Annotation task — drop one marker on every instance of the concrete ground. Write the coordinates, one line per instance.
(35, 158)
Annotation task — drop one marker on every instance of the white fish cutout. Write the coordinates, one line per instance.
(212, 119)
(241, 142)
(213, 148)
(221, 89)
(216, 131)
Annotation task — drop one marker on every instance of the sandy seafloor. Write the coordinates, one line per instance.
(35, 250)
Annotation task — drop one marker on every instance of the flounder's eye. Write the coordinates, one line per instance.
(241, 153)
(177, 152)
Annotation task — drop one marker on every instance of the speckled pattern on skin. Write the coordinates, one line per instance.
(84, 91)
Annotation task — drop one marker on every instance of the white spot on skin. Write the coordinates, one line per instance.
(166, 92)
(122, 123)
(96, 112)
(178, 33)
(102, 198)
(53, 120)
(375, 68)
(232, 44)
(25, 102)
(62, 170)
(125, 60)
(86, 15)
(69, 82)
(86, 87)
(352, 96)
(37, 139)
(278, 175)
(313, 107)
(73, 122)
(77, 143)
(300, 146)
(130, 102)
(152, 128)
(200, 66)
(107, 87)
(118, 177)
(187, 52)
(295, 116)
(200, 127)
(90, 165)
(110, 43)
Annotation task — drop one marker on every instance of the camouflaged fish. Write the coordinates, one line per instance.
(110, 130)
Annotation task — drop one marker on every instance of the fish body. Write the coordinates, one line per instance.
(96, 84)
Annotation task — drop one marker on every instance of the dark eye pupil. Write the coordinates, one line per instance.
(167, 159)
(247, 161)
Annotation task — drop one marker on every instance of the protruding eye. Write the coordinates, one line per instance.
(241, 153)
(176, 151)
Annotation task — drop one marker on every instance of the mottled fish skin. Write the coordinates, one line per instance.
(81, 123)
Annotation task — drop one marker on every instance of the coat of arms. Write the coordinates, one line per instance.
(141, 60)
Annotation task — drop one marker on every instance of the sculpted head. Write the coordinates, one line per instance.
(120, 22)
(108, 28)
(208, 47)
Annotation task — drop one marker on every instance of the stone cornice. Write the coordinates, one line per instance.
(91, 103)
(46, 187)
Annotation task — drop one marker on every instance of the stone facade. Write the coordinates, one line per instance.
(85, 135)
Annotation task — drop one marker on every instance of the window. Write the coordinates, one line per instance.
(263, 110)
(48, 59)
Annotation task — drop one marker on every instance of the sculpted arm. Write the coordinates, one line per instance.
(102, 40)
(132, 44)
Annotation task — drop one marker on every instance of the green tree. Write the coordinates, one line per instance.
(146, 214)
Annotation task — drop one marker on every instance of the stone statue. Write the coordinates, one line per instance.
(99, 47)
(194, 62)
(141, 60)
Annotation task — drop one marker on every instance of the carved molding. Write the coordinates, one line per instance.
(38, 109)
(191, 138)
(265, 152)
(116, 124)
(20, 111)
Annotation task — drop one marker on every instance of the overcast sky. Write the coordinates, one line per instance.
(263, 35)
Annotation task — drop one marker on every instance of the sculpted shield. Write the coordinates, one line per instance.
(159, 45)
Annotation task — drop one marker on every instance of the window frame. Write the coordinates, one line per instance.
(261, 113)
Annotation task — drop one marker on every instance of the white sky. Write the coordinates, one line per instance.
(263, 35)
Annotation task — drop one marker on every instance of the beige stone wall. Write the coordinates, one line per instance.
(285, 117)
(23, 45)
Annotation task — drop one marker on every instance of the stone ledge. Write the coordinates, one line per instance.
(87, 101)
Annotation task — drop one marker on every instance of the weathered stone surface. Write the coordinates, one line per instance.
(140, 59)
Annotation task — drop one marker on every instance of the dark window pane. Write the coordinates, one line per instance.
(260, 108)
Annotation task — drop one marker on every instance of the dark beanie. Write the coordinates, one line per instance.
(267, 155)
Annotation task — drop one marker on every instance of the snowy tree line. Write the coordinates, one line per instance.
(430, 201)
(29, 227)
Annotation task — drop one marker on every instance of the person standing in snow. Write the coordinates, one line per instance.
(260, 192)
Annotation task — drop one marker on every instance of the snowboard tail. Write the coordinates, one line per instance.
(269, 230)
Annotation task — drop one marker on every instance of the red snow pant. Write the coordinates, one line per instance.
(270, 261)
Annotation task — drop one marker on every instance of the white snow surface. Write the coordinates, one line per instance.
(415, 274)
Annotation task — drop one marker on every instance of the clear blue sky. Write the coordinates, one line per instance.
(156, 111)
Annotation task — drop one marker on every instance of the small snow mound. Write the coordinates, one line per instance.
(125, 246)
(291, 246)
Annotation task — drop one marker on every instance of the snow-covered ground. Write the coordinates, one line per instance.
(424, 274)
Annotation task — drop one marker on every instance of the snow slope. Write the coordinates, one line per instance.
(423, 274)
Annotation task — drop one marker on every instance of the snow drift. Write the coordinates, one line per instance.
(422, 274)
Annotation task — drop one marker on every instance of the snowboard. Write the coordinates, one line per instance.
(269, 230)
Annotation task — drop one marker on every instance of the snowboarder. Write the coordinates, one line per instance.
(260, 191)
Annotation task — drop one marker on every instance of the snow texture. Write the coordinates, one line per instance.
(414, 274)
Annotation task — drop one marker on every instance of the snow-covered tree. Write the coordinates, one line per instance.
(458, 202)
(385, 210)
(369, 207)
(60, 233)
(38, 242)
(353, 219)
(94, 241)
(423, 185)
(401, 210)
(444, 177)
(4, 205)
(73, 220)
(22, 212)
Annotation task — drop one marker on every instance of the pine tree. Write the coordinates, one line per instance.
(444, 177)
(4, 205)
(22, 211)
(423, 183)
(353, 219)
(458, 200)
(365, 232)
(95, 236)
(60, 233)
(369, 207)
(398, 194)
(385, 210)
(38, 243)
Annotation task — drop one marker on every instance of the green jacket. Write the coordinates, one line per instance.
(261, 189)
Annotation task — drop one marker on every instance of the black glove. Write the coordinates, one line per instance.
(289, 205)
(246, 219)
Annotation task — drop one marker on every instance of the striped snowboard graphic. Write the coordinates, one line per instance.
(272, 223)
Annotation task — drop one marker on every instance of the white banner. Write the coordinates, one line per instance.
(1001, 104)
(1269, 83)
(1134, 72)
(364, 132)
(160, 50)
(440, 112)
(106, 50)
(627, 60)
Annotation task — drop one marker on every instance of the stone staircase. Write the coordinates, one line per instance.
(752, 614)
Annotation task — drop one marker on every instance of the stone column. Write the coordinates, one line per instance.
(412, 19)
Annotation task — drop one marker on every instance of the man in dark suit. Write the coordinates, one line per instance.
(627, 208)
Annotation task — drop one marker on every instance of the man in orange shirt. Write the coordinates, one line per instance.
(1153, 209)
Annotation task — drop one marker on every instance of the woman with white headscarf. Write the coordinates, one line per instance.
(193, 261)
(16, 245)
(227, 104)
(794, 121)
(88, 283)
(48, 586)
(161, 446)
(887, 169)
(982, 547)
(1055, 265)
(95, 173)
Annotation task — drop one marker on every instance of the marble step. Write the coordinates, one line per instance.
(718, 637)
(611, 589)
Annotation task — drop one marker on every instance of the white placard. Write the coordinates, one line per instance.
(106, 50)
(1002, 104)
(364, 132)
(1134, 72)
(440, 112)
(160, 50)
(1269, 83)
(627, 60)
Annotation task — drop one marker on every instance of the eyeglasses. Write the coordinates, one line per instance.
§
→ **EXERCISE DESCRIPTION**: Using the data above, output each line exactly.

→ **EXPECTED ANSWER**:
Annotation task — drop one marker on every instance of the concrete ground. Write the coordinates, one line per instance.
(35, 158)
Annotation task — drop one marker on every instance of the white fish cutout. Write the coordinates, one line per instance.
(212, 119)
(241, 142)
(213, 148)
(221, 89)
(216, 131)
Annotation task — drop one marker on every instance of the sandy seafloor. Write the coordinates, one line per instance.
(35, 250)
Annotation task — drop one marker on every instance of the flounder's eye. Write the coordinates, one line per instance.
(241, 153)
(177, 152)
Annotation task — drop one marker on every instance of the speckled pattern on skin. Write the coordinates, one line per instance.
(84, 91)
Annotation task — drop one marker on every instance of the white spot on skin. Write the coordinates, one line per instance.
(166, 92)
(122, 123)
(96, 112)
(178, 33)
(102, 198)
(53, 120)
(375, 68)
(232, 44)
(25, 102)
(62, 170)
(125, 60)
(86, 15)
(69, 82)
(86, 87)
(352, 96)
(37, 139)
(278, 175)
(313, 107)
(73, 122)
(77, 143)
(300, 146)
(130, 102)
(152, 128)
(200, 66)
(107, 87)
(118, 177)
(187, 52)
(295, 116)
(200, 127)
(90, 165)
(110, 43)
Annotation task — drop one marker on every instance of the camouflaged fish. Write the coordinates, one line per instance.
(110, 130)
Annotation task — drop one marker on every instance of the fish body. Write the coordinates, one line per instance.
(96, 84)
Annotation task — drop one marker on every instance of the dark eye pupil. Write the coordinates, one line per instance.
(167, 159)
(247, 161)
Annotation task — drop one marker on every instance of the protruding eye. Write the coordinates, one line per instance.
(241, 153)
(176, 151)
Annotation task — drop one marker on every instance of the mottled fish skin. Write the coordinates, one line per instance.
(81, 123)
Annotation task — drop one marker on every instance of the coat of arms. Write the coordinates, one line per instance.
(141, 60)
Annotation task — drop one marker on every instance of the sculpted head. Write the coordinates, one line per instance.
(120, 22)
(108, 28)
(208, 47)
Annotation task — drop one marker on every instance of the stone cornice. Write the coordinates, one line per instance.
(91, 103)
(46, 187)
Annotation task — drop one marker on every instance of the stone facade. Write the coordinates, one line per instance.
(85, 135)
Annotation task — drop one marker on every instance of the window. Write the coordinates, one line per instance.
(263, 110)
(48, 59)
Annotation task — drop one marker on every instance of the sculpted arm. Write the coordinates, one line per instance.
(102, 40)
(132, 44)
Annotation task — drop one marker on every instance of the green tree. Write the coordinates, one line per instance.
(146, 214)
Annotation task — drop one marker on every instance of the stone statue. Write the coordinates, one line per instance.
(99, 47)
(194, 62)
(141, 60)
Annotation task — drop one marker on every instance of the carved molding. Write the coordinates, one line per instance.
(38, 109)
(191, 138)
(265, 152)
(116, 124)
(20, 111)
Annotation task — drop one marker on every instance of the overcast sky. Write the coordinates, one line per instance.
(263, 35)
Annotation task — drop one marker on every instance of the sculpted shield. Write the coordinates, one line per instance.
(159, 45)
Annotation task — drop one marker on every instance of the window frame. Write the coordinates, one line per instance.
(261, 113)
Annotation task — drop one marker on every instance of the white sky. Write the coordinates, one line per instance.
(263, 35)
Annotation task — drop one marker on every instance of the beige stone wall. Write the coordinates, one line per instance.
(285, 117)
(23, 45)
Annotation task — drop one marker on every instance of the stone ledge. Write the coordinates, one line per instance.
(87, 101)
Annotation task — drop one marker on every instance of the weathered stone surface. Write the coordinates, one line per instance.
(140, 59)
Annotation task — drop one marker on every instance of the dark window pane. Write the coordinates, one line per instance.
(260, 108)
Annotation task — drop one marker on every instance of the dark beanie. Write the coordinates, one line per instance.
(267, 155)
Annotation task — drop one marker on every instance of the snowy tree line. Write the coordinates, one line per instance.
(430, 201)
(29, 227)
Annotation task — drop one marker on every instance of the person standing in snow. Write the coordinates, one line per instance.
(260, 192)
Annotation task — drop one marker on every instance of the snowboard tail. Write the coordinates, one line per instance.
(269, 230)
Annotation task — drop one marker on every instance of the red snow pant. Write the coordinates, one line per instance.
(270, 261)
Annotation task — drop one marker on every instance of the white snow surface. Write the coordinates, one line per instance.
(415, 274)
Annotation task — drop one marker on every instance of the clear blue sky. Write the coordinates, one line per instance.
(156, 111)
Annotation task — drop one marker on every instance of the small snow mound. Write the coordinates, one line per instance.
(125, 246)
(291, 246)
Annotation task — drop one marker on every instance of the snow-covered ground. Write the coordinates, one line per instance.
(424, 274)
Annotation task — drop one marker on every instance of the snow slope. Write the coordinates, one line per instance.
(423, 274)
Annotation task — drop one marker on every instance of the snow drift. Write the coordinates, one line per instance.
(422, 274)
Annotation task — drop one marker on every instance of the snowboard. Write the coordinates, one line per instance.
(269, 230)
Annotation task — drop one marker on every instance of the snowboarder. Write the coordinates, one line per instance.
(260, 191)
Annotation task — drop one marker on every instance of the snow texture. Write the coordinates, one line per instance.
(414, 274)
Annotation task — drop one marker on every instance of the snow-covered tree. Write the coordinates, one line per instance.
(458, 202)
(385, 210)
(369, 207)
(60, 233)
(38, 242)
(353, 219)
(94, 241)
(423, 185)
(401, 210)
(444, 177)
(4, 205)
(73, 220)
(22, 212)
Annotation task — drop one marker on every instance of the pine tree. Write the coordinates, one line per instance.
(444, 177)
(4, 205)
(22, 211)
(423, 183)
(353, 219)
(458, 200)
(365, 232)
(95, 236)
(60, 233)
(369, 207)
(398, 194)
(385, 210)
(38, 243)
Annotation task — drop one marker on every instance of the green jacket. Write the coordinates, one line per instance.
(261, 189)
Annotation task — drop one marker on every instance of the black glove. Write the coordinates, one line per instance.
(289, 205)
(246, 219)
Annotation task — drop one marker on every instance of the striped snowboard graphic. Write the coordinates, one line per instance.
(272, 223)
Annotation task — drop one marker on every instance of the white banner. Write the coordinates, one line per instance.
(1001, 104)
(1269, 83)
(1134, 72)
(364, 132)
(160, 50)
(440, 112)
(106, 50)
(627, 60)
Annotation task — drop one marker on every instance of the stone staircase. Write the coordinates, one line per instance.
(752, 614)
Annotation task — drop one marker on every instance of the stone column. Write the coordinates, one line per instance.
(412, 19)
Annotation task — drop one marker on every instance of the man in dark suit. Write the coordinates, one line per instance.
(627, 208)
Annotation task — drop one marker on every instance of the man in orange shirt. Write the coordinates, one line per instance.
(1153, 209)
Annotation task — drop one marker on every instance of the woman with white headscarf. Write the coordinates, one line per instance.
(193, 261)
(16, 245)
(227, 104)
(794, 121)
(88, 283)
(48, 586)
(161, 446)
(887, 169)
(982, 547)
(1055, 265)
(95, 173)
Annotation task — drop one marker on every instance of the marble step. Write the coordinates, one line per instance.
(718, 637)
(611, 589)
Annotation task — drop one marker on every instance of the white placard. Write the coordinates, one line per instance.
(106, 50)
(1002, 104)
(364, 132)
(1134, 72)
(440, 112)
(160, 50)
(1269, 83)
(627, 60)
Annotation task — drop one marker on every instance of the eyeglasses. Write the coordinates, one line per instance.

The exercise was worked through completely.